= PASSAGE TO READ =
>>>
Single by LeToya

from the album Lady Love
- Released: June 1, 2009
- Length: 3:40
- Label: Capitol
- Songwriters: Cory Bold; Chris Brown; Luckett; Andre Merritt;
- Producer: Cory Bold

LeToya Luckett singles chronology
| "Not Anymore" (2009) | "She Ain't Got..." (2009) | "Regret" (2009) |

= She Ain't Got... =

"She Ain't Got..." is a song recorded by American singer LeToya Luckett. It was written by Luckett, Andre Merritt, Chris Brown and Cory Bold, while production was overseen by Bold. Merritt was credited as a vocal and co-producer, while Brown received a vocal producer credit. The song was released as the second single from her second studio album Lady Love (2009), on June 1, 2009, through Capitol Records.

==Chart performance==
In the United States the song charted at number thirty-nine on the Billboard Rhythmic Top 40 chart.

On September 5, 2009, the song debuted at number forty-four on the Hot Dance Club Play charts. In its second week the song risen seven places and peaked at number thirty-seven. In its third week the song risen a further nine places and peaked at number twenty-eight. In its fourth week the song risen four places and peaked at number twenty-four. In its fifth week the song reached its peak at number twenty and remained for two consecutive weeks before falling to number twenty-four in its seventh week. The song spent a total of nine weeks on the Hot Dance Club Play before falling out of the top fifty at number forty-one on October 31, 2009.
<<<
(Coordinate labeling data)
>>>
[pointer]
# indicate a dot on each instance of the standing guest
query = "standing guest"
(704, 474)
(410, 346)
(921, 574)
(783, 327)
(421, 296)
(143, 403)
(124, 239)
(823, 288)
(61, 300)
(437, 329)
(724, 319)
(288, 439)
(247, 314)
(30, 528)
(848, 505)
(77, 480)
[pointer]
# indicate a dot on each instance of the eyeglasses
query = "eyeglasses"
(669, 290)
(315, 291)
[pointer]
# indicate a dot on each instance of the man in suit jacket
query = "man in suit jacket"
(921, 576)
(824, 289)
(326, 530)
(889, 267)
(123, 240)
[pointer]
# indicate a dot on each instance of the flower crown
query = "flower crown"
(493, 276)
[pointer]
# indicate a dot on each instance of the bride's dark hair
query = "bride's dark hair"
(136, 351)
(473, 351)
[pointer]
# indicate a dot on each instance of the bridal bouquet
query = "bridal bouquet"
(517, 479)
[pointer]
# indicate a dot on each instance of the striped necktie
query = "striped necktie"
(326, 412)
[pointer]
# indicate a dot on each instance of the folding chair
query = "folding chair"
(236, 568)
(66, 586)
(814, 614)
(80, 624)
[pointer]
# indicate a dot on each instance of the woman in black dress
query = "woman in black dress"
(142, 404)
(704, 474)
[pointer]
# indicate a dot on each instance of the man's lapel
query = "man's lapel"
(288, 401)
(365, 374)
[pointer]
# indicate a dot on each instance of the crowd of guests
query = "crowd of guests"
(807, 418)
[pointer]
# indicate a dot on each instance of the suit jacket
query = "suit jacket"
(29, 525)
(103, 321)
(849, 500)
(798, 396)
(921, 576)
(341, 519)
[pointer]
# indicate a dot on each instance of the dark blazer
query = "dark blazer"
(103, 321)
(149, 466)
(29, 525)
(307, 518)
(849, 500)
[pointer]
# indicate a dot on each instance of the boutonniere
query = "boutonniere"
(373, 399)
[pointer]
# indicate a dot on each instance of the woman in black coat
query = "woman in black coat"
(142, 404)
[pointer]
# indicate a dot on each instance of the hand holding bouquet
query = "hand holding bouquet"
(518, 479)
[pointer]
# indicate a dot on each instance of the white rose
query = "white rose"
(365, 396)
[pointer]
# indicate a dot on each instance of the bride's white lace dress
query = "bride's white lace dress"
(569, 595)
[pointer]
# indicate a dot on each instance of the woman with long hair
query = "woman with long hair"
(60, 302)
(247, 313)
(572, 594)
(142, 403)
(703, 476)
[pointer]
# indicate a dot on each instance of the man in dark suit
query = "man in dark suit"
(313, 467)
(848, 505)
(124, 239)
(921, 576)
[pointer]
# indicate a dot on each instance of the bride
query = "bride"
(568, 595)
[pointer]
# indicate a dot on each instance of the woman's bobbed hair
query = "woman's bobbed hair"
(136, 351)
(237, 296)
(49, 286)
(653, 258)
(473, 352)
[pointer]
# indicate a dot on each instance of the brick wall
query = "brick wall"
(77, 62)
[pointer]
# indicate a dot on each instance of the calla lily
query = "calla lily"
<<<
= GIVEN EXERCISE =
Can you extend the article about the song "She Ain't Got..." beyond its last sentence?

= REPLY =
==Music video==
The music video was shot on June 3, 2009. It was directed by Bryan Barber. The video features guest star Major League Baseball players Orlando Hudson and Matt Kemp of the Los Angeles Dodgers and Baseball Hall of Fame member Dave Winfield. A clean version music video was released on EMI's YouTube channel on July 13, 2009 under the title "She Ain't Got... (Swing Batta, Batta)". She is seen accidentally finding out through a short text message in her love interest's (played by Sean Newman) cell phone that he is cheating on her. Then, she is shown involved in a heated argument with him at a crowded nightclub where she is tapped to make a performance. The video is particularly notable because it is the first music video by LeToya which features such a prominent dance routine.

==Track listing and formats==

Explicit digital download
| No. | Title | Length |
|---|---|---|
| 1. | "She Ain't Got..." | 3:43 |

Clean digital download
| No. | Title | Length |
|---|---|---|
| 1. | "She Ain't Got..." | 3:42 |

Dance Remixes (EP)
| No. | Title | Length |
|---|---|---|
| 1. | "She Ain't Got... (Jason Nevins Radio Edit)" | 3:26 |
| 2. | "She Ain't Got... (Dave Aude Club)" | 7:38 |
| 3. | "She Ain't Got... (Dr. No vs. Mr. FU Club Edit)" | 7:11 |
| 4. | "She Ain't Got... (Ruanne Emmenes Dirty Giraffe)" | 7:15 |

Dave Audé Radio Edit
| No. | Title | Length |
|---|---|---|
| 1. | "She Ain't Got... (Dave Audé Radio Edit)" | 3:52 |

==Charts==

Chart performance for "She Ain't Got..."
| Chart (2009) | Peak position |
|---|---|
| Japan (Japan Hot 100) | 49 |
| Netherlands (Urban Top 100) | 12 |
| US Dance Club Songs (Billboard) | 20 |
| US Pop 100 Airplay (Billboard) | 75 |
| US Rhythmic Airplay (Billboard) | 39 |

==Release history==

Release dates and formats for "She Ain't Got..."
Region: Date; Format; Version; Label; Ref.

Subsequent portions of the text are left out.